TASK REQUIREMENTS: Restate the entries word for word, omitting nothing.

(Items from a data source)
Start
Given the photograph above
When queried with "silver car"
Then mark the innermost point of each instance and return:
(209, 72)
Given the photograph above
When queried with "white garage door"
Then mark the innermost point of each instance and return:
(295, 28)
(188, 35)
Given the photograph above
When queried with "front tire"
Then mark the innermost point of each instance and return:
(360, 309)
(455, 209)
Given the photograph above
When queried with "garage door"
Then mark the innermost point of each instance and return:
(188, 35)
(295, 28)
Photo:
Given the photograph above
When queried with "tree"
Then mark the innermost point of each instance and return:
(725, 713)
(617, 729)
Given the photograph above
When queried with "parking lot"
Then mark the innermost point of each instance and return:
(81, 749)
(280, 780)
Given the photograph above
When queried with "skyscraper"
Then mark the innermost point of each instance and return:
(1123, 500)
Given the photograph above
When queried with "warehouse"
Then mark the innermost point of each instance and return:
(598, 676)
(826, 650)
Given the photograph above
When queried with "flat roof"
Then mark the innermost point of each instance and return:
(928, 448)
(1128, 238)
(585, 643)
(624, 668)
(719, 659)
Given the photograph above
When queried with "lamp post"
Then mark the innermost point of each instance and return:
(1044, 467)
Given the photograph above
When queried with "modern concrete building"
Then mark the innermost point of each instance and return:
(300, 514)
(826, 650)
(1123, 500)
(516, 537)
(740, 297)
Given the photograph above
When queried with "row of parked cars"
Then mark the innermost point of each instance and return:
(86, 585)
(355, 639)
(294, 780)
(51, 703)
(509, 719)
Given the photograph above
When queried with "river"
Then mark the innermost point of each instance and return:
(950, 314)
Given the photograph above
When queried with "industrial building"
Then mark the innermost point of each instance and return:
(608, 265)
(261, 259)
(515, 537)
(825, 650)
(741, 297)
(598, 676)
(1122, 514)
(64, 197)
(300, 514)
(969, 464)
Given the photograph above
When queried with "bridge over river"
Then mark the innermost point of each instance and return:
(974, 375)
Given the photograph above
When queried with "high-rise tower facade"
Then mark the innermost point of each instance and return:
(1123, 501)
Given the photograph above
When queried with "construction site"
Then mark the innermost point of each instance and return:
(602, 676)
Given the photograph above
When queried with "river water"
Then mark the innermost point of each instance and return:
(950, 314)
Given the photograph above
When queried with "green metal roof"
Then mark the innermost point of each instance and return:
End
REPLY TO THE TASK:
Given the photograph above
When queried with "silver car"
Then mark the innermost point of each instance and return:
(209, 72)
Given the photograph above
When queried with "white garage door"
Then mark the innermost point of each instance and return:
(295, 28)
(188, 35)
Given the photograph above
When queried with "front tire"
Then mark the innermost point of each instance and return:
(360, 309)
(455, 209)
Given the photograph above
When queried with "garage door"
Then mark the innermost point of each instance and return:
(188, 35)
(295, 28)
Photo:
Given the photograph above
When queried with "tree"
Then mark the innermost point of each instance and return:
(725, 713)
(617, 729)
Given the photograph above
When queried with "parking lot"
Then mark the innermost point of each instance and return:
(81, 749)
(280, 780)
Given the photograph above
When queried with "skyscraper"
Then mark the innermost point of each instance and return:
(1123, 500)
Given the photograph above
When queried with "warehouse"
Then mark the innermost point of each instance and return:
(598, 676)
(826, 650)
Given the photograph above
When queried with "flat roof"
Then mark the innermost point of each instance and return:
(928, 448)
(1128, 238)
(585, 643)
(624, 668)
(719, 659)
Given the photograph above
When queried with "lamp post"
Then mark the innermost point of each instance and return:
(1044, 467)
Given the photograph above
When queried with "modern concrete building"
Then mark the innermost point of each instance and return:
(300, 514)
(826, 650)
(1123, 500)
(516, 537)
(740, 297)
Given the photograph above
When queried with "row of parked cars"
Then mark the innermost point of each instance and return:
(86, 585)
(355, 639)
(294, 780)
(51, 703)
(509, 719)
Given the photograph above
When queried with "river"
Then mark the innermost point of each instance and return:
(950, 314)
Given the photograph above
When queried with "industrial building"
Then mark the innermost point of each instance and return:
(608, 265)
(261, 259)
(515, 537)
(825, 650)
(741, 297)
(598, 676)
(1122, 514)
(64, 197)
(300, 514)
(969, 464)
Given the photograph above
When queried with "bridge over river"
Then mark the innermost point of each instance and return:
(974, 375)
Given the photograph above
When queried with "high-rise tower facade"
Then mark the innermost point of each instance and return:
(1123, 501)
Given the photograph above
When queried with "construction site"
Then mark the innermost point of each instance and return:
(602, 676)
Given the photograph above
When queried with "river water"
Then mark the innermost point of each instance and return:
(950, 314)
Given the photograph above
When queried with "green metal roof"
Then mark the innermost point of each instance and return:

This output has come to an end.